◆ **GOAL**
Quote all of the data below exactly, please.

[START OF DATA SECTION]

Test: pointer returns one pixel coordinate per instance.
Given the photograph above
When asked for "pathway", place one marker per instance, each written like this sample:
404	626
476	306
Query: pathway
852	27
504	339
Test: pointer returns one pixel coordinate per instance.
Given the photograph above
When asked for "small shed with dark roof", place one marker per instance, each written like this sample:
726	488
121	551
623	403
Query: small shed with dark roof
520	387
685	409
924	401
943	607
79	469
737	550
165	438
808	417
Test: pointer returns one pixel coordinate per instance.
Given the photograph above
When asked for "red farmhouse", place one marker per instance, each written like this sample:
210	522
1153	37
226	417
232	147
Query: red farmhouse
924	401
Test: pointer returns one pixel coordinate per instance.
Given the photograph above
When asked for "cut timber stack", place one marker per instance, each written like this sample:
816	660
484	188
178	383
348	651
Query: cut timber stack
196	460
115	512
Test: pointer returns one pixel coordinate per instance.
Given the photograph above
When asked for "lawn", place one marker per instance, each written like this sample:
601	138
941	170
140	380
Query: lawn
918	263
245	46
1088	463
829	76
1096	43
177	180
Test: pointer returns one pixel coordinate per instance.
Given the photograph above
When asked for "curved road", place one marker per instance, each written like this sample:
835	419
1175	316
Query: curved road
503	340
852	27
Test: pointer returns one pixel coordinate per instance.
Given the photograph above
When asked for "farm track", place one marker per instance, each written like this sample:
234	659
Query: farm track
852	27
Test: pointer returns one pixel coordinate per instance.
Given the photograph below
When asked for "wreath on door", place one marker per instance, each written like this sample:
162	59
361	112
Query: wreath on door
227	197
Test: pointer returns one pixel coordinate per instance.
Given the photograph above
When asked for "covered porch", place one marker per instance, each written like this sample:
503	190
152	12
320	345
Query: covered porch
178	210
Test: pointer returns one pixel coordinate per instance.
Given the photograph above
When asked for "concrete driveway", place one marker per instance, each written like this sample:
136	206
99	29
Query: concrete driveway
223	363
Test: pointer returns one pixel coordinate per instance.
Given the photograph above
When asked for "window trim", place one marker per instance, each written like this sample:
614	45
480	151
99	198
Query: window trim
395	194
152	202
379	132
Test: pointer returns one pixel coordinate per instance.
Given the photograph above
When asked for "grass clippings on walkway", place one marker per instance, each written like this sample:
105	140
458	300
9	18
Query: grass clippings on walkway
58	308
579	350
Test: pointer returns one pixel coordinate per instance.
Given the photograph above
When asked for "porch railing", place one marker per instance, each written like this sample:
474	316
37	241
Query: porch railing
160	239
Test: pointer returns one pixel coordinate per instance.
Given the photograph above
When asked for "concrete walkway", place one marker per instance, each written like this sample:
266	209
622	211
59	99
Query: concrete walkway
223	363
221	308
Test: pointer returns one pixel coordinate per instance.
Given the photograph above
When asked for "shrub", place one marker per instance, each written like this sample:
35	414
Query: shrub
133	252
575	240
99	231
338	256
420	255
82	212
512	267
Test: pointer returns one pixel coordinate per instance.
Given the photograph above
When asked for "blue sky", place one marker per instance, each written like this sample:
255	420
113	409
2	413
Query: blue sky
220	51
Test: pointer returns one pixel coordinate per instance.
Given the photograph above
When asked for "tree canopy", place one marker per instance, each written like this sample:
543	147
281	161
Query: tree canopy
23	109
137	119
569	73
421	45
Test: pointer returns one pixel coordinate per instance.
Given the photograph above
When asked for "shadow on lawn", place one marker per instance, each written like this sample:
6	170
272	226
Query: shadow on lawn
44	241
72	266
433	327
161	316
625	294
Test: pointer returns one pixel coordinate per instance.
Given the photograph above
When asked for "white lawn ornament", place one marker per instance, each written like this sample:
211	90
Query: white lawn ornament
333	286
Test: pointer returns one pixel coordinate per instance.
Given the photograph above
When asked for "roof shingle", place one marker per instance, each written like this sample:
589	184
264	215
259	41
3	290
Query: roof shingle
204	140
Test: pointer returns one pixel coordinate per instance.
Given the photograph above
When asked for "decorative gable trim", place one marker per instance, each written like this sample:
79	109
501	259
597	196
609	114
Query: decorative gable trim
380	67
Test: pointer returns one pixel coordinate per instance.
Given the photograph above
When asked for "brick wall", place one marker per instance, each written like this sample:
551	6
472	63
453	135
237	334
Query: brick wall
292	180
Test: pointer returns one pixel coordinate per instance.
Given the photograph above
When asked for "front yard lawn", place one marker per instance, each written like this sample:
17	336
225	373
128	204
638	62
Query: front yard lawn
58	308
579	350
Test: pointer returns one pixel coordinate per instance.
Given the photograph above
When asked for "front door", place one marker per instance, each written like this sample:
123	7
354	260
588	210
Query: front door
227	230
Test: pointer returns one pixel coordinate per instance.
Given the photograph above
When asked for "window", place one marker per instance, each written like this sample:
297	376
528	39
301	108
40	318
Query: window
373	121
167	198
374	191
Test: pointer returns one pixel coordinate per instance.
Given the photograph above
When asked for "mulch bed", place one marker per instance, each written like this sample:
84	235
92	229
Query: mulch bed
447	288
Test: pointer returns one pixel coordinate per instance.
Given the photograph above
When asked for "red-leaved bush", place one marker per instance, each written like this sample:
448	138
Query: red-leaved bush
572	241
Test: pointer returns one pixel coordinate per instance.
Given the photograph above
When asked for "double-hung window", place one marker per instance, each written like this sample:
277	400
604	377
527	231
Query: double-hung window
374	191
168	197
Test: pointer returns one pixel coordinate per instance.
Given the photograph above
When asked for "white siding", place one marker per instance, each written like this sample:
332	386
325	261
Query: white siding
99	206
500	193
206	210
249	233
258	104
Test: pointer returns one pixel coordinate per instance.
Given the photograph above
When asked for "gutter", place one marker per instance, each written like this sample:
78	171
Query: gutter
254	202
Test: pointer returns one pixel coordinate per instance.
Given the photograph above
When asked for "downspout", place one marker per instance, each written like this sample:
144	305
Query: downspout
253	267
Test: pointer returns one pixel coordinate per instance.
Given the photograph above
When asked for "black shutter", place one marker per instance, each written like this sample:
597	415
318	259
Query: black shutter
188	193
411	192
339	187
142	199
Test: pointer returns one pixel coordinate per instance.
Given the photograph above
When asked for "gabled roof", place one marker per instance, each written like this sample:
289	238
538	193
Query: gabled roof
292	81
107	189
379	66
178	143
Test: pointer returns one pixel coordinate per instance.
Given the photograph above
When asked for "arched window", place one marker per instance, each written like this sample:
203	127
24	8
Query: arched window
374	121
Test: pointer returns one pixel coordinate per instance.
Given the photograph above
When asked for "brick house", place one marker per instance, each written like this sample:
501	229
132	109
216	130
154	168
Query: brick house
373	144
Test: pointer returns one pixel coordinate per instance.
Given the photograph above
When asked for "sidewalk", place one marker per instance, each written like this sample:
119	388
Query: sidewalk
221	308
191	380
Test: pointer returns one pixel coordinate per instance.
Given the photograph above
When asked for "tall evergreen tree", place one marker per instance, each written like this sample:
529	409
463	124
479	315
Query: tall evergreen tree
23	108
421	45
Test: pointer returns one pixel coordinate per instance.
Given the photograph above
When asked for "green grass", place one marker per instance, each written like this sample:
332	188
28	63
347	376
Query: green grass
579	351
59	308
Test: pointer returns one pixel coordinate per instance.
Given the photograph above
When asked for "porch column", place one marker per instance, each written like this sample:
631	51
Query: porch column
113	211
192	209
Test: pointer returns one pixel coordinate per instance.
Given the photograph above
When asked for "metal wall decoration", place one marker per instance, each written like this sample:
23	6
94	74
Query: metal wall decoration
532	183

[END OF DATA SECTION]

◆ **WORKED SOLUTION**
Test: pointer returns one pixel coordinate per instance.
Given the photograph above
When asked for "pathway", place one marker per instance, each written like this sample:
404	626
476	306
Query: pathway
852	27
504	339
Test: pointer returns one pixel coordinate per instance.
Given the photograph above
When asked for "small shed with dark roof", place one marker per instance, each written like this sample:
726	488
121	551
623	403
Query: small shed with dark roof
520	387
685	409
924	401
943	607
79	469
737	550
165	438
808	417
Test: pointer returns one pixel coordinate per instance.
Given the photograph above
When asked for "red farmhouse", place one marker per instance, each written like this sample:
210	522
1153	37
226	417
232	147
Query: red farmhouse
924	401
Test: pointer returns one pixel coordinate per instance.
Given the photograph above
When asked for "cut timber stack", place one marker per instance, each written like this sample:
816	660
484	188
178	383
348	651
Query: cut timber stack
196	460
115	512
Test: pointer returns one pixel coordinate per instance.
Given the photograph above
When asked for "lawn", place one marker per instance, each written like this sample:
601	138
941	170
140	380
Query: lawn
918	263
245	46
1088	463
829	76
1096	43
177	180
Test: pointer returns one pixel coordinate per instance.
Given the photograph above
When asked for "curved road", place one marker per instance, each written like this sample:
835	419
1175	316
Query: curved road
503	340
852	27
Test: pointer returns one pixel coordinate per instance.
Given the photograph above
When asked for "farm track", place one marker per instance, each written like this sample:
234	659
Query: farm track
852	27
Test: pointer returns one pixel coordinate per instance.
Given the photograph below
When asked for "wreath on door", place one marker per instance, each written like this sample:
162	59
361	112
Query: wreath on door
227	197
Test: pointer returns one pixel coordinate per instance.
Given the photograph above
When asked for "covered porch", place one marker per instance, each written like this sample:
503	190
152	12
320	345
Query: covered porch
178	210
Test: pointer returns one pixel coordinate per instance.
Given the photograph above
When asked for "concrete driveway", place one marker per instance, each written like this sample:
136	206
99	29
Query: concrete driveway
223	363
Test: pointer returns one pixel coordinate per instance.
Given the photograph above
When asked for "window trim", place one marker per instance, each written like this sample:
614	45
480	151
99	198
Query: window trim
395	194
152	202
379	132
Test: pointer returns one pixel coordinate per instance.
Given the photograph above
When asked for "grass clippings on walkway", place one marker per instance, each written like this sample:
105	140
458	300
9	18
Query: grass clippings on walkway
58	308
579	350
Test: pointer returns one pixel coordinate per instance.
Given the photograph above
When asked for "porch railing", place one marker per instance, each written like this sample:
474	316
37	241
Query: porch railing
160	239
Test: pointer returns one pixel coordinate per instance.
Given the photograph above
When asked for "concrete walkway", place one marker per instance, each written like this sample:
266	209
622	211
59	99
Query: concrete walkway
223	363
221	308
Test: pointer returns one pixel coordinate per instance.
Given the photograph above
When asked for "shrub", place one marker per instance, each written like this sample:
35	414
Query: shrub
133	252
575	240
99	231
338	256
420	255
82	212
512	267
Test: pointer returns one pixel coordinate per instance.
Given the photograph above
When asked for "blue sky", place one marker per instance, each written like this sample:
255	420
113	409
2	413
Query: blue sky
220	51
Test: pointer returns one pixel coordinate per instance.
Given the photograph above
When asked for "tree canopy", place one marker per instance, each written like this sample:
543	147
281	161
Query: tree canopy
23	109
137	119
569	73
421	45
Test: pointer returns one pixel coordinate per instance.
Given the photograph above
When asked for "shadow on lawn", place one marker per instance, each written like this sample:
6	170
272	226
Query: shadow on lawn
44	241
72	266
433	327
161	316
625	294
Test: pointer returns one pixel coordinate per instance.
Given the photograph above
When asked for "white lawn ornament", place one marker per instance, each written like this sample:
211	90
Query: white lawn ornament
333	286
Test: pointer returns one pixel coordinate per instance.
Given the photograph above
When asked for "roof shingle", place one marker per instance, each written like this sample:
589	184
264	215
259	41
3	290
Query: roof shingle
204	140
Test: pointer returns one pixel coordinate per instance.
Given the photograph above
When asked for "decorative gable trim", place one marker per instance, each written like this sample:
79	109
501	259
597	196
609	114
Query: decorative gable trim
380	67
Test: pointer returns one pixel coordinate per instance.
Given the photograph above
When asked for "brick wall", place one marker per instance, each written like this sample:
551	6
472	63
453	135
237	334
Query: brick wall
292	180
Test: pointer returns one pixel coordinate per instance.
Given the photograph above
When asked for "front yard lawn", place one marker per instance, each written like this sample:
17	336
225	373
128	204
638	62
Query: front yard lawn
58	308
579	350
Test: pointer returns one pixel coordinate per instance.
Given the photograph above
When asked for "front door", place one marker per instance, each written like this sample:
123	7
354	260
588	210
Query: front door
227	230
Test: pointer returns one pixel coordinate per instance.
Given the photograph above
When asked for "window", place one marker per instance, each written like this sample:
297	376
528	39
301	108
40	318
Query: window
373	121
167	198
374	191
Test: pointer returns one pixel coordinate per instance.
Given the photograph above
When asked for "mulch bed", place one marker per instance, each written like this sample:
84	235
92	229
Query: mulch bed
447	288
Test: pointer returns one pixel coordinate per instance.
Given the photograph above
When asked for "red-leaved bush", place one marker per instance, each written like this sample:
448	138
Query: red-leaved bush
572	241
Test: pointer returns one pixel coordinate per instance.
Given the photograph above
When asked for "double-hung window", place one marker per instance, each written like this sample:
277	400
604	377
527	231
Query: double-hung window
374	191
168	197
Test: pointer returns one pixel coordinate per instance.
Given the photograph above
When asked for "white siding", place one marker per instance, each written like this sample:
332	386
325	261
Query: white siding
99	206
500	193
206	210
249	233
258	104
Test: pointer returns one pixel coordinate per instance.
Given the photograph above
When asked for "gutter", place one marker per instance, each written like this sample:
78	171
Query: gutter
254	202
Test: pointer returns one pixel coordinate per instance.
Given the photograph above
When asked for "downspout", place one marker per instance, each written like this sample:
144	305
Query: downspout
253	267
Test: pointer returns one pixel coordinate per instance.
Given the photograph above
When asked for "black shutter", place one marker per instance, each written like this sample:
597	415
318	259
Query: black shutter
188	193
411	192
339	187
142	199
Test: pointer returns one pixel coordinate per instance.
Given the photograph above
When asked for "gabled roof", place one marker per instance, each written like this sample:
289	238
538	193
Query: gabled roof
292	81
107	189
379	66
178	143
Test: pointer returns one pixel coordinate per instance.
Given the photograph above
When asked for "arched window", place one marker per instance, each written like this sample:
203	127
24	8
Query: arched window
374	121
Test: pointer returns one pixel coordinate per instance.
Given the photograph above
When asked for "brick house", place one marker per instance, each written like this sample:
501	229
132	109
216	130
154	168
Query: brick house
373	144
Test: pointer returns one pixel coordinate per instance.
Given the photograph above
When asked for "sidewalk", place one marker per instance, each written like this sample:
119	388
Query: sidewalk
221	308
191	380
Test: pointer returns one pixel coordinate per instance.
Given the photograph above
When asked for "tall evergreen tree", place one marker per instance, each written like this sample:
529	409
463	124
479	315
Query: tall evergreen tree
23	108
421	45
Test: pointer returns one pixel coordinate per instance.
Given the photograph above
When asked for "green grass", place one marker per instance, each written like this sample:
332	188
28	63
347	376
Query: green grass
579	351
59	308
Test: pointer returns one pixel coordinate per instance.
Given the photograph above
When asked for "porch column", place one marker per instance, each written like this sample:
631	51
Query: porch column
113	211
192	209
Test: pointer returns one pixel coordinate per instance.
Given the photograph above
When asked for "metal wall decoration", place one marker per instance, each written like this sample:
23	6
94	74
Query: metal wall decoration
532	183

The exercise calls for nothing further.